### Task goal
Reproduce the rows from the line containing "Place one point on every instance of the green leaves" through the last row, substituting "headstone" for "gravestone" and leaving everything else unchanged.

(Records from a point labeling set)
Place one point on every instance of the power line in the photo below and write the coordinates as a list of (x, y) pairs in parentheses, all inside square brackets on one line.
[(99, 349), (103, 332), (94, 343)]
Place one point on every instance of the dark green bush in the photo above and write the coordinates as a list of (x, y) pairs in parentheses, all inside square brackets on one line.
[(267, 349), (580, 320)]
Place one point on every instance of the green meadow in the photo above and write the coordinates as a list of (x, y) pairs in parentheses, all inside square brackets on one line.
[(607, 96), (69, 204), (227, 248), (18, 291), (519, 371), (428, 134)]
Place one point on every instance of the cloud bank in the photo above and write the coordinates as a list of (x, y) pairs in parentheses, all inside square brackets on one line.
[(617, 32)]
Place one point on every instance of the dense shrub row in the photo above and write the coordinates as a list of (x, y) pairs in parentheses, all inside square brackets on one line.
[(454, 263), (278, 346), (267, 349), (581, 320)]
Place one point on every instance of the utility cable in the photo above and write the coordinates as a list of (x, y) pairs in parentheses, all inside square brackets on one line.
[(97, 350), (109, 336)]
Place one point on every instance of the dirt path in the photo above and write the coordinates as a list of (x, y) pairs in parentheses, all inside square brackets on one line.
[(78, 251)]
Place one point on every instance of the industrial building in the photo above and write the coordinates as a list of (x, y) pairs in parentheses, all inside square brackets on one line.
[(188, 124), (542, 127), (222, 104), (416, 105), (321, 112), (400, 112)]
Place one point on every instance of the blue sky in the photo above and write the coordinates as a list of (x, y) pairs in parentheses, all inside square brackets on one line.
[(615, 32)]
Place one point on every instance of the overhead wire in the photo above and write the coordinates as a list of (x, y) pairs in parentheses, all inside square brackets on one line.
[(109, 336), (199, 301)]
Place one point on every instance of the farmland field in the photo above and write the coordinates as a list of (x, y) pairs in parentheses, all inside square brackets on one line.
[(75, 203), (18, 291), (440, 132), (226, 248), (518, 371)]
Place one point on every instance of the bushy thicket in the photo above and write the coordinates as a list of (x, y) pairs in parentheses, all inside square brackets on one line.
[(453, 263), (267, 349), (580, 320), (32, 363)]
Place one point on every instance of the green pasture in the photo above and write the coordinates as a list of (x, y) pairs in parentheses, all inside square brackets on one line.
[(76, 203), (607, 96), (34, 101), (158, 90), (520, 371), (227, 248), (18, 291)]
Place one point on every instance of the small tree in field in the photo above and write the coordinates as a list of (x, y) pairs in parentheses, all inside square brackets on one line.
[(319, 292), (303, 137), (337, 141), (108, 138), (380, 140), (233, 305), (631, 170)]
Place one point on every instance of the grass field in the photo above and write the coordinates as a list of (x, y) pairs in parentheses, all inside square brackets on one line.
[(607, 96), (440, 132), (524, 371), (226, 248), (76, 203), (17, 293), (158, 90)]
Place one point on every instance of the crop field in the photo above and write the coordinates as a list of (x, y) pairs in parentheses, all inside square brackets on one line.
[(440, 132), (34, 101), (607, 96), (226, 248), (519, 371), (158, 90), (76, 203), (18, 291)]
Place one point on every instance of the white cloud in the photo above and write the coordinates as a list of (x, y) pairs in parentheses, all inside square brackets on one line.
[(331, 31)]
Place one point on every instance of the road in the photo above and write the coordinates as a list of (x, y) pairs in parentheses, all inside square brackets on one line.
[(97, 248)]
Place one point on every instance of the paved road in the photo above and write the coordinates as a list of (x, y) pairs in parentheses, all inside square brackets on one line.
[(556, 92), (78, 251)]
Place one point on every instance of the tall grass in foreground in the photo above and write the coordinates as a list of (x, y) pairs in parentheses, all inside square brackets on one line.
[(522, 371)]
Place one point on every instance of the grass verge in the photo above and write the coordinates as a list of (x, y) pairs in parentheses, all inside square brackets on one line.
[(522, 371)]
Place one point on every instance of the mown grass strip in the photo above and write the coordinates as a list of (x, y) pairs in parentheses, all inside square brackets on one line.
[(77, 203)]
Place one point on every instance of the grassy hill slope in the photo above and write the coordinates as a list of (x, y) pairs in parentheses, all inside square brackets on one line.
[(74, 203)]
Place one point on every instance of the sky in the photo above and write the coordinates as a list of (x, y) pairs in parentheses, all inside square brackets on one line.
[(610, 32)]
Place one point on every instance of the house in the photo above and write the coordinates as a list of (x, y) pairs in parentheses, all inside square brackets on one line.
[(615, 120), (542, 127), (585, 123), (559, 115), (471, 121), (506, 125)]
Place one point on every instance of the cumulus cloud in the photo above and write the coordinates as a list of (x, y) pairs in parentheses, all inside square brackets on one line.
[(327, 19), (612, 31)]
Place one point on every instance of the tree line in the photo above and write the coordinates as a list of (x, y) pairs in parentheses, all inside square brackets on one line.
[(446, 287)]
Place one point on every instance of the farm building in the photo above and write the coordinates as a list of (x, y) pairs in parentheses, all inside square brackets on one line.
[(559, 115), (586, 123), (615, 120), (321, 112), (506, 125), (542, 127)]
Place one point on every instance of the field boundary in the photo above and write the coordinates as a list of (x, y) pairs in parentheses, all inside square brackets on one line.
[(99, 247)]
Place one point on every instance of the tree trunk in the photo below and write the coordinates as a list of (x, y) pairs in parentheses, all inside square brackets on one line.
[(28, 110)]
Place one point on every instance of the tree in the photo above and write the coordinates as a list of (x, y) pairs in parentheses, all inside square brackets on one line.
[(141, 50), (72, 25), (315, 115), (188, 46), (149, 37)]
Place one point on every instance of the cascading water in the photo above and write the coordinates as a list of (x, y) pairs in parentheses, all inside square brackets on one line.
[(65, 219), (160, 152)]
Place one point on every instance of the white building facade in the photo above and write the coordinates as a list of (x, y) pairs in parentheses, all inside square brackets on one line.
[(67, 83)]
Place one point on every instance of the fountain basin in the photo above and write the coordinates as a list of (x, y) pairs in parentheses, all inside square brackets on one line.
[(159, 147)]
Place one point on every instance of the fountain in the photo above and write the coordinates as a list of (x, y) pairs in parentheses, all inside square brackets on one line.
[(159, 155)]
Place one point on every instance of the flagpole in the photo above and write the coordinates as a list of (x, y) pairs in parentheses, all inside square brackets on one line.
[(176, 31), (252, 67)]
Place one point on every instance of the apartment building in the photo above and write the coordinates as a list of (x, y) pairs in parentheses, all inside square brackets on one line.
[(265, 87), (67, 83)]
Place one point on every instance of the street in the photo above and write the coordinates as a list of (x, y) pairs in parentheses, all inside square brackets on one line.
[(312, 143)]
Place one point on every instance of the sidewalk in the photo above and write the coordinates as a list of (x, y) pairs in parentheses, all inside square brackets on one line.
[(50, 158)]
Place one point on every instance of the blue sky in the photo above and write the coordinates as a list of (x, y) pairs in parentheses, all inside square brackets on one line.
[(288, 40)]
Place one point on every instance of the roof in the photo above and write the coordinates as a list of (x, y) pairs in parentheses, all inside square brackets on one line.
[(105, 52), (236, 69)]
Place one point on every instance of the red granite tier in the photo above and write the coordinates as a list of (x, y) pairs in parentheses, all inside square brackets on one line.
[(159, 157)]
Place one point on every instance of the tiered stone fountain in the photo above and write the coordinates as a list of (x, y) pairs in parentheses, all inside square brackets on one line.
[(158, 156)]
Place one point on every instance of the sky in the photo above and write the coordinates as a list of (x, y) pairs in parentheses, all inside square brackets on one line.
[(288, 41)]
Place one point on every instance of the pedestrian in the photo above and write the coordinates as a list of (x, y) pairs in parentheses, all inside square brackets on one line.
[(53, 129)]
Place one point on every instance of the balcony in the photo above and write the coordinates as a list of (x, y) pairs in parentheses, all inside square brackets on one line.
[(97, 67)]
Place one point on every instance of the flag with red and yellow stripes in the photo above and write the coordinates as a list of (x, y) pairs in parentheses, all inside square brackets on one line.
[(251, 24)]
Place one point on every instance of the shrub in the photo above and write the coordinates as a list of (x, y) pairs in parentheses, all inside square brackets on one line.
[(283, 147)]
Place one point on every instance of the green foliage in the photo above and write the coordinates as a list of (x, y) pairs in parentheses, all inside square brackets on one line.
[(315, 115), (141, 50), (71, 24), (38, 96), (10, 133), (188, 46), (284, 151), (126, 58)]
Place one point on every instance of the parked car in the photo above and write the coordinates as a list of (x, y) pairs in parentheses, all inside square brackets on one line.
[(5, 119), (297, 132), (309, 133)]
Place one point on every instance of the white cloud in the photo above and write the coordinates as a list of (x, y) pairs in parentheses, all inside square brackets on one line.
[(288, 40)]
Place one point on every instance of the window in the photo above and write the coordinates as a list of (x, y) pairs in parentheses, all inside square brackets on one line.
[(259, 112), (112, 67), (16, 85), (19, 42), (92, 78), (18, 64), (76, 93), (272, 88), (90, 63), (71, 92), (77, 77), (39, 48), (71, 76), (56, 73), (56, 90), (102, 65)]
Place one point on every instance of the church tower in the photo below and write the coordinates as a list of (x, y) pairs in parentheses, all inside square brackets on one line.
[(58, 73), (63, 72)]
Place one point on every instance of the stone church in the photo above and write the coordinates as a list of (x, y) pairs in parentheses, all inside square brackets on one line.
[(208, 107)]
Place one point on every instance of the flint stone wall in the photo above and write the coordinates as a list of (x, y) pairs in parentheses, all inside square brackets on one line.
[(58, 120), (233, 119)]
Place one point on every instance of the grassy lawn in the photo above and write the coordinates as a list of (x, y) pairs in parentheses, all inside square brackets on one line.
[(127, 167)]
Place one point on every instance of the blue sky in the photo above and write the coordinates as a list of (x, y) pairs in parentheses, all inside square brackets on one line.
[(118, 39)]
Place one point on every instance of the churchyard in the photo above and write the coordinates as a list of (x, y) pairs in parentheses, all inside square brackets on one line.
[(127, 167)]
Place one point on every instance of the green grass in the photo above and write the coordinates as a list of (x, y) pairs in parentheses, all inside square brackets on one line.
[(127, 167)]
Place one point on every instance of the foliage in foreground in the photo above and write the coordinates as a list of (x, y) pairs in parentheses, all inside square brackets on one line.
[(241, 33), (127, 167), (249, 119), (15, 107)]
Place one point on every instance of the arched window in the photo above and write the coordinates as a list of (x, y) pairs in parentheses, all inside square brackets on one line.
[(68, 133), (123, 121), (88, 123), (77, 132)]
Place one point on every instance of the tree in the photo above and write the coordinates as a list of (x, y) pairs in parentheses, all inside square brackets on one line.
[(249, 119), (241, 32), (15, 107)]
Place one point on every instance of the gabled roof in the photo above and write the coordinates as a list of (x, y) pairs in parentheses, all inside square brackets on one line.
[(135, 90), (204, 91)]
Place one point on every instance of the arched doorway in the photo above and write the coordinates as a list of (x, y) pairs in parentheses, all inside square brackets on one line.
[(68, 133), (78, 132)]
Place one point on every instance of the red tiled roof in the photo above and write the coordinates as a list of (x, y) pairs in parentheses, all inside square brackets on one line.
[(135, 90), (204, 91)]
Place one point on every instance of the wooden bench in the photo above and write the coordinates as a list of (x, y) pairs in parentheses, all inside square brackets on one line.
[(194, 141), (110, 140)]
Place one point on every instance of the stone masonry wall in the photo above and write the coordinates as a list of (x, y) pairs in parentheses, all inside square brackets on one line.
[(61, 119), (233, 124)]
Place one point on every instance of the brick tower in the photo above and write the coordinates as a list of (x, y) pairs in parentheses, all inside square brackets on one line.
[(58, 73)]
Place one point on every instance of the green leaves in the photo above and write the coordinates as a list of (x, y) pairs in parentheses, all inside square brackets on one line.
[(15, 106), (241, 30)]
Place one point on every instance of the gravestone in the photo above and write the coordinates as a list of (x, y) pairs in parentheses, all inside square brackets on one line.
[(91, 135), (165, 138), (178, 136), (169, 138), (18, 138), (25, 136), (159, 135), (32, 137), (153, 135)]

### Output for this task
Place one point on every instance of the green leaves in the photo above and write the coordinates as a list of (x, y) pairs in parentheses, all inside square brackets on one line.
[(15, 106), (241, 30)]
Place one point on every instance of the headstone in the photo above and write the coordinates as a list of (x, y) pairs in parentheses, all inside square brackets on one line.
[(91, 135), (165, 138), (178, 136), (169, 138), (18, 138), (25, 136), (159, 135), (32, 137), (153, 135)]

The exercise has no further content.